======== SOURCE PASSAGE ========

2 min read
Hybrid Search: Combining Vector and Keyword Search in Azure AI Search
Hybrid search combines the semantic understanding of vector search with the precision of keyword matching. This combination consistently outperforms either approach alone, making it the gold standard for RAG applications.
Why Hybrid Search Wins
Vector search excels at semantic similarity but can miss exact matches. Keyword search finds precise terms but misses synonyms and context. Together, they cover each other’s weaknesses.
Implementing Hybrid Search
from azure.search.documents import SearchClient
from azure.search.documents.models import VectorizedQuery
from azure.core.credentials import AzureKeyCredential
from openai import AzureOpenAI
import os
# Initialize clients
search_client = SearchClient(
endpoint=os.environ["AZURE_SEARCH_ENDPOINT"],
index_name="documents-index",
credential=AzureKeyCredential(os.environ["AZURE_SEARCH_KEY"])
)
openai_client = AzureOpenAI(
api_key=os.environ["AZURE_OPENAI_KEY"],
api_version="2024-06-01",
azure_endpoint=os.environ["AZURE_OPENAI_ENDPOINT"]
)
def get_embedding(text: str) -> list[float]:
"""Generate embedding for search query."""
response = openai_client.embeddings.create(
model="text-embedding-3-large",
input=text
)
return response.data[0].embedding
def hybrid_search(query: str, top_k: int = 10) -> list[dict]:
"""Execute hybrid search combining vector and keyword search."""
# Generate query embedding
query_vector = get_embedding(query)
# Create vector query
vector_query = VectorizedQuery(
vector=query_vector,
k_nearest_neighbors=top_k,
fields="content_vector"
)

========

## EXERCISE
In the hybrid search passage, which model does the get_embedding function use to create embeddings?

======== MATERIAL PROVIDED ========

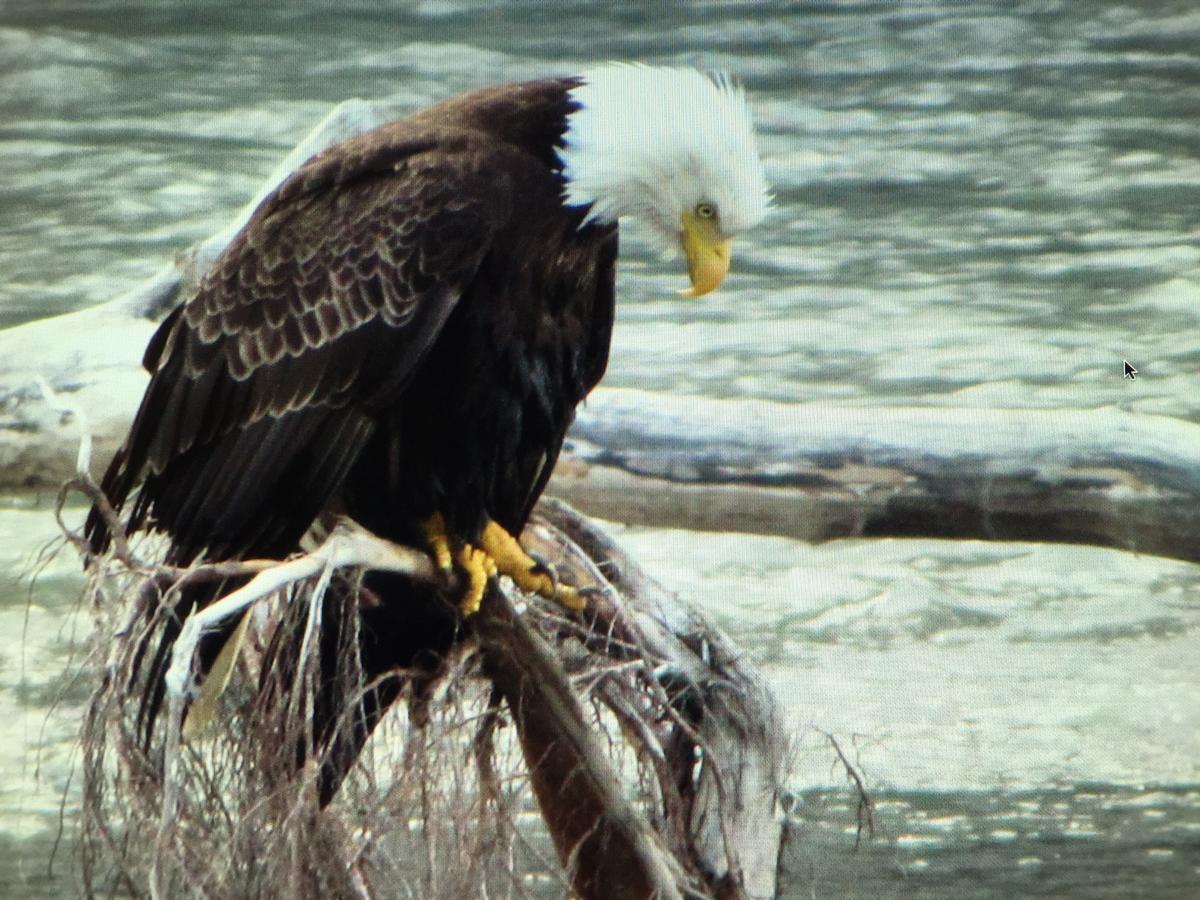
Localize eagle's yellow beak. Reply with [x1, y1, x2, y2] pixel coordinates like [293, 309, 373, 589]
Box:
[679, 212, 733, 296]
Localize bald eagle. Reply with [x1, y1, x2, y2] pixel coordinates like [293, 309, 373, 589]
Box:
[88, 64, 769, 802]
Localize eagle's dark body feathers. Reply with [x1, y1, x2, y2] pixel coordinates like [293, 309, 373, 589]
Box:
[89, 79, 617, 799]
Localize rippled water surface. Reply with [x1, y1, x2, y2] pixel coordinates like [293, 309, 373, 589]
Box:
[0, 0, 1200, 898]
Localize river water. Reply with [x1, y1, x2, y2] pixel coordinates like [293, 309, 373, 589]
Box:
[0, 0, 1200, 898]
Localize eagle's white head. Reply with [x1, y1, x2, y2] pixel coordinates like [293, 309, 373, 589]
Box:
[559, 62, 770, 296]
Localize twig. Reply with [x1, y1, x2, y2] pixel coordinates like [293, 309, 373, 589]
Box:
[817, 728, 875, 850]
[163, 520, 437, 710]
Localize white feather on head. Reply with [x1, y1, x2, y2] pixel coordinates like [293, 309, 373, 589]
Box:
[558, 62, 770, 247]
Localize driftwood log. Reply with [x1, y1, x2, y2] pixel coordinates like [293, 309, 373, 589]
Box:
[0, 101, 1200, 562]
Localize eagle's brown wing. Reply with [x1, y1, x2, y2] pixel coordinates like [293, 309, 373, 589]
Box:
[88, 134, 511, 564]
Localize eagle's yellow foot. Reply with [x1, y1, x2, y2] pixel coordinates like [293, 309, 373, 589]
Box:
[480, 520, 584, 612]
[421, 512, 584, 616]
[458, 544, 497, 616]
[421, 512, 454, 575]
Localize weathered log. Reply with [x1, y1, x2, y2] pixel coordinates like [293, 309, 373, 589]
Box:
[0, 292, 1200, 562]
[0, 101, 1200, 560]
[550, 390, 1200, 562]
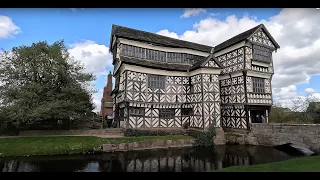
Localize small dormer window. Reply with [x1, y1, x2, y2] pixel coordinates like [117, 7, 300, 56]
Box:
[148, 74, 166, 89]
[253, 44, 272, 63]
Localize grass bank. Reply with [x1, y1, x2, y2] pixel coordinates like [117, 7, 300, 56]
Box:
[0, 135, 192, 157]
[212, 156, 320, 172]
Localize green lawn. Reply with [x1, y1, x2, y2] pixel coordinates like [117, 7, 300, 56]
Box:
[0, 136, 192, 157]
[213, 156, 320, 172]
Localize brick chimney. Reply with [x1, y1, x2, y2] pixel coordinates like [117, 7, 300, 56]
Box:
[101, 71, 113, 117]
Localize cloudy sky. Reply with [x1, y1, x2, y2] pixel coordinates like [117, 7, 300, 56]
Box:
[0, 8, 320, 111]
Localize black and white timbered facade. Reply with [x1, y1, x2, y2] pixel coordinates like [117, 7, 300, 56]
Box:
[109, 24, 280, 129]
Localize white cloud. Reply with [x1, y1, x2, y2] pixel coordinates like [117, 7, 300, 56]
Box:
[69, 40, 112, 111]
[158, 8, 320, 109]
[0, 15, 21, 39]
[69, 40, 112, 76]
[181, 8, 207, 18]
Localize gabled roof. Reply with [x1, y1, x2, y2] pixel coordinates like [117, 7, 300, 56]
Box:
[190, 48, 224, 70]
[109, 24, 280, 71]
[120, 56, 192, 71]
[109, 24, 212, 52]
[214, 24, 280, 52]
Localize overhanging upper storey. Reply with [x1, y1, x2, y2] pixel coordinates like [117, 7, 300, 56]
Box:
[109, 25, 212, 53]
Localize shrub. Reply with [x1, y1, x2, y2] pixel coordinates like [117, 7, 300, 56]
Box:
[124, 128, 185, 137]
[188, 125, 216, 146]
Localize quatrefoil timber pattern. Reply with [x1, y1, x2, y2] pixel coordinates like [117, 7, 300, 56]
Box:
[111, 24, 279, 129]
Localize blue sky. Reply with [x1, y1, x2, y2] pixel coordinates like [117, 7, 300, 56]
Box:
[0, 8, 320, 109]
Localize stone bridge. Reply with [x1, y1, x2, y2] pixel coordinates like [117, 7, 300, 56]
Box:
[221, 123, 320, 152]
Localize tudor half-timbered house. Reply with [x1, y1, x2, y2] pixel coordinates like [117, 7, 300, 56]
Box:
[109, 24, 280, 129]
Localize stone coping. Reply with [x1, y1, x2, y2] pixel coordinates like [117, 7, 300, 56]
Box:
[101, 139, 194, 152]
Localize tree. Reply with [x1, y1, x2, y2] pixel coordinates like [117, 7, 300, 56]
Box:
[0, 41, 95, 128]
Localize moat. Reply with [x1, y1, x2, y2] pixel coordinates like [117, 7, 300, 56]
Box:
[0, 145, 304, 172]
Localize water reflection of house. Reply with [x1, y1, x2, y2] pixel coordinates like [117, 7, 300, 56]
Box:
[0, 145, 291, 172]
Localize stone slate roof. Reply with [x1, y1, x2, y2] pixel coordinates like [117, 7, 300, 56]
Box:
[120, 56, 192, 71]
[214, 24, 280, 52]
[109, 24, 280, 71]
[109, 24, 212, 52]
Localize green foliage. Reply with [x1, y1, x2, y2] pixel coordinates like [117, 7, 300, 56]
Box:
[0, 41, 95, 126]
[188, 125, 216, 146]
[0, 136, 191, 157]
[124, 128, 185, 137]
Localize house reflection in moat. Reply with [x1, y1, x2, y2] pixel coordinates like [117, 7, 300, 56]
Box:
[0, 145, 292, 172]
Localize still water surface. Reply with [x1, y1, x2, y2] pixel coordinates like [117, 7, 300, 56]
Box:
[0, 145, 304, 172]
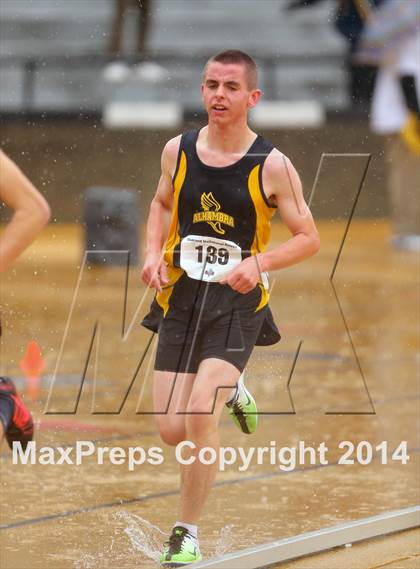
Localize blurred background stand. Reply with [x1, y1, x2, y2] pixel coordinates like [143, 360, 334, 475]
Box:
[84, 187, 139, 265]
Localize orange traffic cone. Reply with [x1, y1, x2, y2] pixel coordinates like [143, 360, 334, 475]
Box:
[20, 340, 45, 401]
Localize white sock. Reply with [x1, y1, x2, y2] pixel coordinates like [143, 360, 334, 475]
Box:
[226, 372, 244, 403]
[174, 522, 198, 539]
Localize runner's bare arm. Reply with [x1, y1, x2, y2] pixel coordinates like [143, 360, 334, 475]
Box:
[0, 150, 51, 272]
[141, 136, 181, 292]
[258, 150, 320, 271]
[220, 150, 319, 294]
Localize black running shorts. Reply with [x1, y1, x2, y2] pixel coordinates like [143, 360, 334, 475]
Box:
[155, 275, 268, 373]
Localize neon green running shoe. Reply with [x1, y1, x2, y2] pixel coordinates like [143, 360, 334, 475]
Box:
[226, 374, 258, 435]
[160, 526, 201, 567]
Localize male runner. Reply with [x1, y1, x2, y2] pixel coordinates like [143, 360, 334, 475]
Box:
[0, 150, 50, 448]
[142, 50, 319, 567]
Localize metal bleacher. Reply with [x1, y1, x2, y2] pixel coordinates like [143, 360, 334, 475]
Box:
[0, 0, 348, 114]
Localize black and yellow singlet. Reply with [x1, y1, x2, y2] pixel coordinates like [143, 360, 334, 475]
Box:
[143, 130, 278, 343]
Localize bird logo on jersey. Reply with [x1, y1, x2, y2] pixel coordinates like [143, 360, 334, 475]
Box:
[193, 192, 235, 235]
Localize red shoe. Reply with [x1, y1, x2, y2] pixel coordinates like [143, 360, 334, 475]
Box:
[0, 377, 34, 450]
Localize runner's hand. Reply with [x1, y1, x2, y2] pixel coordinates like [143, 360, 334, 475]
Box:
[220, 256, 261, 294]
[140, 253, 169, 292]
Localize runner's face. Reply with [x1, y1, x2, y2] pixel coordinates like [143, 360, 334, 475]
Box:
[201, 61, 261, 123]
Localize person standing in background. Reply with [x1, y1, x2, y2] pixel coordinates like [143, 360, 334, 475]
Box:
[356, 0, 420, 252]
[288, 0, 386, 112]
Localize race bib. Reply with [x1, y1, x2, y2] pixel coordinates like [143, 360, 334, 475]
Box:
[180, 235, 242, 282]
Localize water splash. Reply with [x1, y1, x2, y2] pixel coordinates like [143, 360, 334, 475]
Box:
[114, 511, 167, 562]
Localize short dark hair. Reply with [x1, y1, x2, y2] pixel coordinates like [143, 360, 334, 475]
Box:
[204, 49, 258, 89]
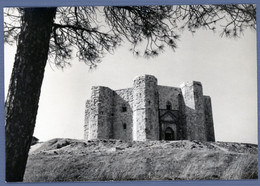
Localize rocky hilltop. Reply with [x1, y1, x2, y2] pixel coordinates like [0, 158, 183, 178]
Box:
[24, 139, 258, 182]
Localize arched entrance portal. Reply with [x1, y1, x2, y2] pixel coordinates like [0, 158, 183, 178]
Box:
[165, 127, 174, 140]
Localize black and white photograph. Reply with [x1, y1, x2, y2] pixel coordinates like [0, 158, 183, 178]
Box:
[3, 1, 258, 183]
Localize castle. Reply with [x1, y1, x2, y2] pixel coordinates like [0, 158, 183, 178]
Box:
[84, 75, 215, 141]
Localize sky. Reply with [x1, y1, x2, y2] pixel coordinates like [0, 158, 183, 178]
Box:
[4, 9, 258, 144]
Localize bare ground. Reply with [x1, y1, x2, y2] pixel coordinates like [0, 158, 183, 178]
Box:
[24, 139, 258, 182]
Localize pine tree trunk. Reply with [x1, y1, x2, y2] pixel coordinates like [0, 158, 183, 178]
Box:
[5, 8, 56, 182]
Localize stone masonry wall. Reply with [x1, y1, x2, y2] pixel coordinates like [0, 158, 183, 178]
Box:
[85, 87, 100, 140]
[133, 75, 159, 141]
[113, 88, 133, 141]
[204, 96, 215, 141]
[181, 81, 207, 141]
[144, 75, 159, 140]
[84, 100, 91, 140]
[158, 85, 181, 110]
[84, 75, 215, 141]
[98, 87, 114, 139]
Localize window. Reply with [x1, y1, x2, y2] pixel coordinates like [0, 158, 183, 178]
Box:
[121, 104, 127, 112]
[166, 101, 172, 110]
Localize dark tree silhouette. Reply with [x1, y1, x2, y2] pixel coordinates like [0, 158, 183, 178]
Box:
[4, 4, 256, 182]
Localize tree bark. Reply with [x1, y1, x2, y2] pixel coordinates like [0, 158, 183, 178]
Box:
[5, 8, 56, 182]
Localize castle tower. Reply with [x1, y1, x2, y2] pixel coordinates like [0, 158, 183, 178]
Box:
[84, 86, 113, 140]
[133, 75, 159, 141]
[181, 81, 207, 141]
[204, 96, 215, 141]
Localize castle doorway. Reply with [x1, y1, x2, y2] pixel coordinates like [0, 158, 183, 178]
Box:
[164, 127, 175, 140]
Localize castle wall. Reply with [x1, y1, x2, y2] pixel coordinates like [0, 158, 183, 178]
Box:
[158, 85, 181, 110]
[85, 86, 113, 140]
[144, 75, 159, 140]
[113, 88, 133, 141]
[133, 75, 159, 141]
[181, 81, 207, 141]
[84, 100, 91, 140]
[204, 96, 215, 141]
[94, 87, 114, 139]
[84, 75, 215, 141]
[85, 87, 99, 140]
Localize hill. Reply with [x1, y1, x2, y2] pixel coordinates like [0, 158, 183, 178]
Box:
[24, 139, 258, 182]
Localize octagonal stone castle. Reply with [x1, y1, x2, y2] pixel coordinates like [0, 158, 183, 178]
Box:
[84, 75, 215, 141]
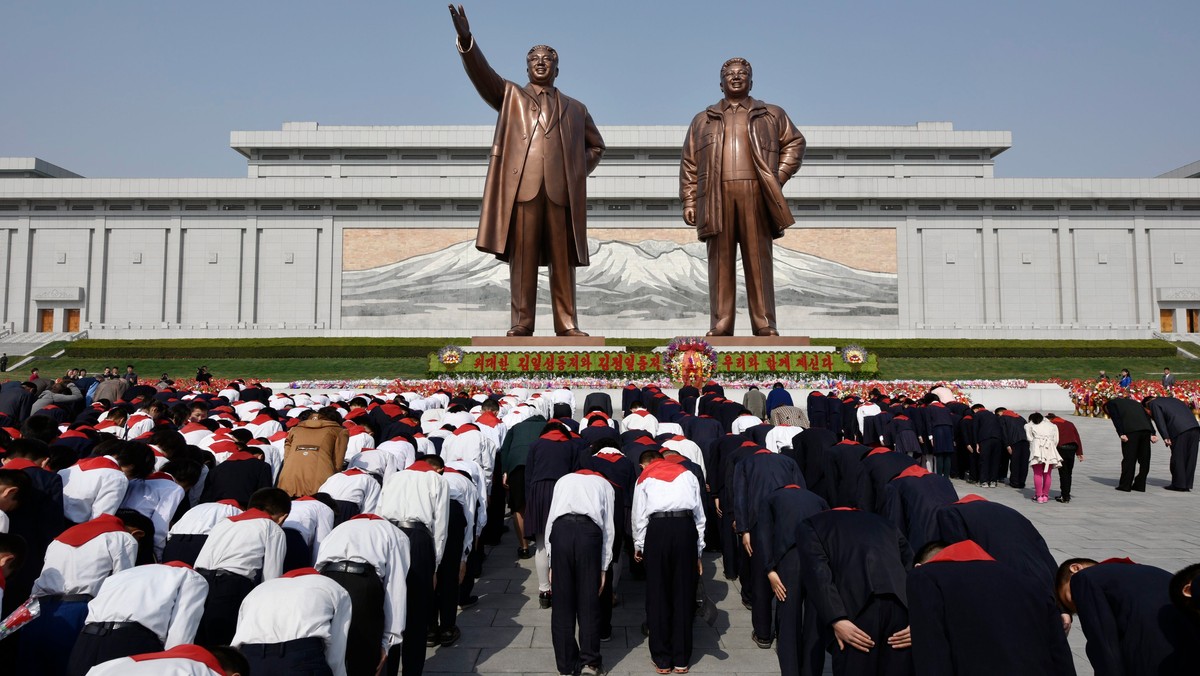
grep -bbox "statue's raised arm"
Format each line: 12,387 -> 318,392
450,5 -> 504,110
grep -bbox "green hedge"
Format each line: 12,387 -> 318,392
66,337 -> 1176,363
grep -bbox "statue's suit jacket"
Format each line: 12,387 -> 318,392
679,96 -> 806,240
458,40 -> 605,267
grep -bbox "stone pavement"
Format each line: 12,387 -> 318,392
426,412 -> 1200,676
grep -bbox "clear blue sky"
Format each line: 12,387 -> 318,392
0,0 -> 1200,177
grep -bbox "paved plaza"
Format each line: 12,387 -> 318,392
426,412 -> 1200,676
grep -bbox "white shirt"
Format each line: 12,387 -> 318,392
446,460 -> 487,538
230,575 -> 350,676
730,413 -> 762,435
88,657 -> 224,676
86,563 -> 209,650
632,460 -> 704,557
30,531 -> 138,597
376,437 -> 416,470
764,425 -> 804,453
196,519 -> 287,580
317,519 -> 410,647
59,455 -> 130,524
620,408 -> 659,437
546,472 -> 617,570
283,497 -> 337,554
170,502 -> 241,536
317,469 -> 382,513
121,474 -> 184,560
442,432 -> 499,491
376,469 -> 450,564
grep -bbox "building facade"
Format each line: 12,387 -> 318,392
0,122 -> 1200,339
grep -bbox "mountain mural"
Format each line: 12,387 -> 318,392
342,239 -> 899,333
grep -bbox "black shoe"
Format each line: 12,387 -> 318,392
438,627 -> 462,648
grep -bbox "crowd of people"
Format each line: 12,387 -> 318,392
0,366 -> 1200,676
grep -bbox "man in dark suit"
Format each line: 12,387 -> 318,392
1141,396 -> 1200,491
679,58 -> 805,336
1104,396 -> 1158,492
450,5 -> 605,336
797,509 -> 912,676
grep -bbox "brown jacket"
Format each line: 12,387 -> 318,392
679,97 -> 805,239
458,40 -> 605,267
278,418 -> 349,497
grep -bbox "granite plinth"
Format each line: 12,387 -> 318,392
470,336 -> 604,349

========

## RESPONSE TO THE TASK
text-embedding-3-large